## Recorded information
____________________

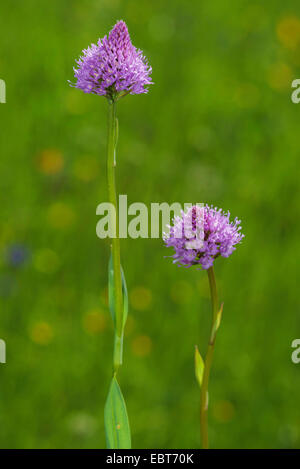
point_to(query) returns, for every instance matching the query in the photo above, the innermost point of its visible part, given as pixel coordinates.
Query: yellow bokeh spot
(223, 411)
(280, 76)
(181, 292)
(94, 322)
(140, 298)
(61, 216)
(141, 346)
(50, 161)
(86, 169)
(41, 333)
(288, 32)
(46, 261)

____________________

Output the records above as a two-column CSV with the header record_text,record_answer and one row per record. Enclose each field in double quotes, turn line breaks into spaces, and leave out the pictures.

## Solution to the exercise
record_text,record_answer
"point_to(query) returns, for every instance matching the query in the photo above, the innermost point of its visible part, given as pixel coordinates. Query: yellow bokeh spot","(223, 411) (280, 76) (181, 292) (94, 322) (140, 298) (61, 216) (141, 346) (50, 161) (86, 169) (41, 333) (288, 32) (46, 261)"